- Task item -
In the abstract on West Nile virus and enteric neurons, translate this sentence into Spanish: "The amplified recruitment of these immune cell types worsened enteric neuronal injury."

- Text shown -
Macrophage-glia interactions regulate immune damage to enteric neurons during West Nile virus infection.

Functional gastrointestinal (GI) tract disorders affect a substantial proportion of the global population and are often preceded by intestinal infections that cause injury to enteric neurons and glia through unrestrained immune responses. However, the mechanisms that limit infection-induced inflammation and protect the enteric nervous system remain poorly understood. Here, we defined such neuron-glia-macrophage interactions after West Nile virus (WNV) infection; this model neurotropic virus causes GI tract dysmotility in mice via injury of enteric neurons through a T cell-mediated cytolytic mechanism. In response to WNV infection, RNA sequencing analysis showed that resident muscularis macrophages upregulate antiviral, proinflammatory, and immunomodulatory genes. Whereas pharmacological depletion of resident macrophages did not affect the viral burden in the GI tract, it instead reshaped the enteric glial response to WNV, resulting in excessive production of T cell and neutrophil chemoattractants. The amplified recruitment of these immune cell types worsened enteric neuronal injury. Together, our findings identify resident muscularis macrophages as key regulators of glia-driven inflammation during enteric viral infection and reveal their role in protecting enteric neurons from immune-mediated damage.

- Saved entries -

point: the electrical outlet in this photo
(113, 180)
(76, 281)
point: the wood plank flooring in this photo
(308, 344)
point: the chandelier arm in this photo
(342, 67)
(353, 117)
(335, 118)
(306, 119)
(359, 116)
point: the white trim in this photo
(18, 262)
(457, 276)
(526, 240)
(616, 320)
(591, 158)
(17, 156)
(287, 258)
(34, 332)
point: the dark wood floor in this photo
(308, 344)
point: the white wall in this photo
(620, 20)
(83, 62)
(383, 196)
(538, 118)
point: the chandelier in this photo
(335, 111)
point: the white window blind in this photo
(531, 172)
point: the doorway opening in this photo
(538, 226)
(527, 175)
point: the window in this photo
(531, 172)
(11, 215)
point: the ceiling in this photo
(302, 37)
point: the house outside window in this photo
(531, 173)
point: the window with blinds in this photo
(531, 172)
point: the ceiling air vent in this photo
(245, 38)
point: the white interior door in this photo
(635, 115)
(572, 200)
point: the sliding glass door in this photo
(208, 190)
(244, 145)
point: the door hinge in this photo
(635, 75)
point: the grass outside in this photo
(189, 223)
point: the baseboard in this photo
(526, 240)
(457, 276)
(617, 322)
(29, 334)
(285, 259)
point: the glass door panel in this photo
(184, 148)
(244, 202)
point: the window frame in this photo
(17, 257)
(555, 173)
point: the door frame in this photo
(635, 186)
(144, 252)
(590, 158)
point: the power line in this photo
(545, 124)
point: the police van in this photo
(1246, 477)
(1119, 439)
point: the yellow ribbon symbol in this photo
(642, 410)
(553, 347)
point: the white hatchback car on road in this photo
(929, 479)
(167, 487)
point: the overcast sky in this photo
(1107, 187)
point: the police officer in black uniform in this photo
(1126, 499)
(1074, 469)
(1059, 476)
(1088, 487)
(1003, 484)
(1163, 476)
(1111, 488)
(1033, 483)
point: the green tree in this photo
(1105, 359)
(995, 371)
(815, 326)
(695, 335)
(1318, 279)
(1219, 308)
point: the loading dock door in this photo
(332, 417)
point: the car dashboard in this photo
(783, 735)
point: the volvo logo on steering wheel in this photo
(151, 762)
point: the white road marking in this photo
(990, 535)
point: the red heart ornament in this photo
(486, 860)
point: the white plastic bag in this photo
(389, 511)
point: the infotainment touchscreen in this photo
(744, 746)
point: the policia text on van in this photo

- Final answer -
El reclutamiento amplificado de estos tipos de células inmunitarias agravó la lesión neuronal entérica.